* **THE REQUEST**: Rewrite the records below, replacing "thickest part" with "widest part" wherever it occurs and leaving all other text unchanged.
----------
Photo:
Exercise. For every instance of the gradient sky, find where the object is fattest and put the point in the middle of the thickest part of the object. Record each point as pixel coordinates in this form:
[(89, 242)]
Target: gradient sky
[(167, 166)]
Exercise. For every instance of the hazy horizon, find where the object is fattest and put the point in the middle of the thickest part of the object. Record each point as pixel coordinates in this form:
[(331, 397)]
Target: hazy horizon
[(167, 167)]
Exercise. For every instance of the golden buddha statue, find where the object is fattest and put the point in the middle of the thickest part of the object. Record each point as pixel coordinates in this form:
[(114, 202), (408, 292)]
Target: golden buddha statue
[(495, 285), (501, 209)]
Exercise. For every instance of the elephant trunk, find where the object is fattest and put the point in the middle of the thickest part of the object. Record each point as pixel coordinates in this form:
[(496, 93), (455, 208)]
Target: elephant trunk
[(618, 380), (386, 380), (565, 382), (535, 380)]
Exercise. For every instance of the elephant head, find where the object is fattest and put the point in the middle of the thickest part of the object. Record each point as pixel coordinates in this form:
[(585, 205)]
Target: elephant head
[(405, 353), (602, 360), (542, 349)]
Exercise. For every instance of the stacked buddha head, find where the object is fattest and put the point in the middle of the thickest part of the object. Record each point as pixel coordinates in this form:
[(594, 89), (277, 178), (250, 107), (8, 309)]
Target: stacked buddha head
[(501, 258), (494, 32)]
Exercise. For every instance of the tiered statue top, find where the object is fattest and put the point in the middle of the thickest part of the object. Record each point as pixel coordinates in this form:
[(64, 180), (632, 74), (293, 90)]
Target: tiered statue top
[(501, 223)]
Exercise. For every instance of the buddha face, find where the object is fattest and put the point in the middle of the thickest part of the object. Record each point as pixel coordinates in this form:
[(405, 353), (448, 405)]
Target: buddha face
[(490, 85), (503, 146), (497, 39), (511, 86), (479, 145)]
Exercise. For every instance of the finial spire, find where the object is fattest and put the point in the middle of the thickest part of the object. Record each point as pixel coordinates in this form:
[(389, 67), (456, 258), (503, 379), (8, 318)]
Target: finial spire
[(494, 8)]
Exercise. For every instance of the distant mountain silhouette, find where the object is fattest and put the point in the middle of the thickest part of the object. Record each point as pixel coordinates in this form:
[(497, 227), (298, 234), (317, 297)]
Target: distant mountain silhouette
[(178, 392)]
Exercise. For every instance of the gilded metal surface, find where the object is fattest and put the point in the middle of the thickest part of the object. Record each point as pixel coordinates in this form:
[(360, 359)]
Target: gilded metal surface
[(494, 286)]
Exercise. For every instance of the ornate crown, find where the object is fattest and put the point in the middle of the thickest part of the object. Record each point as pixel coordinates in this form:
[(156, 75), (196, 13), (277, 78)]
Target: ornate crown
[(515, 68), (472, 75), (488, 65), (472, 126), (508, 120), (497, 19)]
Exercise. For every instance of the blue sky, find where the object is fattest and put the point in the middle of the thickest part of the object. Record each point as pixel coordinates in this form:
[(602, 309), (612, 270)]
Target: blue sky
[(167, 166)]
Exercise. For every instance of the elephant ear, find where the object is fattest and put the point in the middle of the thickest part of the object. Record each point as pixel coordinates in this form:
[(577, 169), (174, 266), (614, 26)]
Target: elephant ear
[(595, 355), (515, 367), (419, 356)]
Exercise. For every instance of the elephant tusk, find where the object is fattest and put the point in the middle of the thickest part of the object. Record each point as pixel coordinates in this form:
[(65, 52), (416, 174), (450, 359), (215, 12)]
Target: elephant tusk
----------
* **RIGHT ANSWER**:
Photo:
Exercise. For every instance of the gradient sky, find where the object is fattest and put the point in the middle of the widest part of the object. Record each point as pixel coordinates in this form:
[(89, 242)]
Target: gradient sky
[(167, 166)]
Exercise. For every instance of the hazy horizon, find where the object is fattest and put the point in the middle of the widest part of the object. Record each point as pixel coordinates in this form:
[(331, 397)]
Target: hazy horizon
[(167, 167)]
Exercise. For every instance of the golden buddha statue, find where the object is fattest and put the point in the middle of the widest part of the object. Record each point as pixel coordinates in this form:
[(114, 202), (408, 292)]
Target: golden buddha statue
[(495, 285), (501, 209)]
Exercise. For every instance of the elephant trunk, find where the object is fattest and put the point in the middle of the widest part of the object. Record each point as pixel coordinates in this form:
[(496, 93), (455, 208)]
Target: elephant trunk
[(618, 380), (386, 380), (565, 382), (535, 380)]
Exercise. For every instance of the elephant head, find where the object is fattest and put the point in the middle of the widest part of the object. Record each point as pixel coordinates in this form:
[(585, 205)]
Target: elephant head
[(405, 353), (602, 360), (542, 349)]
Exercise. For every instance of the stacked buddha head, find where the object is fattest and put the point in the middle of the widest part of the object. Record each point as pixel coordinates in this form:
[(594, 89), (277, 178), (250, 107), (8, 309)]
Target: stacked buddha head
[(501, 258), (494, 32)]
Exercise. For every instance of the tiered statue top, find where the object is fattest and put the point in the middle of the widest part of the object. Record each point as pixel coordinates in this form:
[(64, 180), (632, 74), (293, 90)]
Target: tiered statue top
[(501, 223)]
Exercise. For every instance of the buddha face, find where the object is fattest and put the point in the middle of the widest part of the object. Record each point as pixel coordinates in this form:
[(405, 353), (448, 405)]
Target: buddha face
[(490, 85), (503, 146), (497, 39), (511, 86), (479, 145)]
Exercise. For every instance of the finial spire, find where the object is fattest and put the point in the middle of the widest part of the object. Record each point as pixel coordinates in this form:
[(389, 67), (456, 258), (503, 379), (8, 318)]
Target: finial spire
[(494, 8)]
Exercise. For every instance of the distant mountain silhouette, find where the object is fattest and put the point in the middle of the widest part of the object. Record each point as pixel coordinates in this form:
[(497, 227), (298, 234), (317, 297)]
Target: distant mountain silhouette
[(178, 392)]
Exercise. For every instance of the gilded metal surface, find where the object is fattest and put the point in the middle of the widest part of the object. Record each point as pixel coordinates in this form:
[(360, 359)]
Target: gilded metal surface
[(494, 286)]
Exercise. For every instance of the ornate crown, find where the object is fattest and put the point in the middle of the widest part of the object. Record each point as pixel coordinates in this form:
[(156, 75), (196, 13), (277, 78)]
Target: ornate crown
[(515, 68), (472, 75), (488, 65), (472, 126), (508, 120), (497, 19)]
Exercise. For every instance of the blue sky, find where the object is fattest and put the point in the middle of the widest part of the object. Record each point as pixel coordinates in this form:
[(602, 309), (612, 270)]
Target: blue sky
[(167, 166)]
Exercise. For every instance of the elephant ear, find where the object is fattest and put the point in the middle of the widest part of the object. Record each point as pixel coordinates in this form:
[(577, 169), (174, 266), (614, 26)]
Target: elephant ear
[(595, 355), (515, 367), (419, 356)]
Exercise. For every instance of the elephant tusk, find where the object is fattest and put the point in the middle of the widest part of the object. Record each point as pixel coordinates in this form:
[(65, 52), (416, 174), (450, 359), (215, 12)]
Target: elephant tusk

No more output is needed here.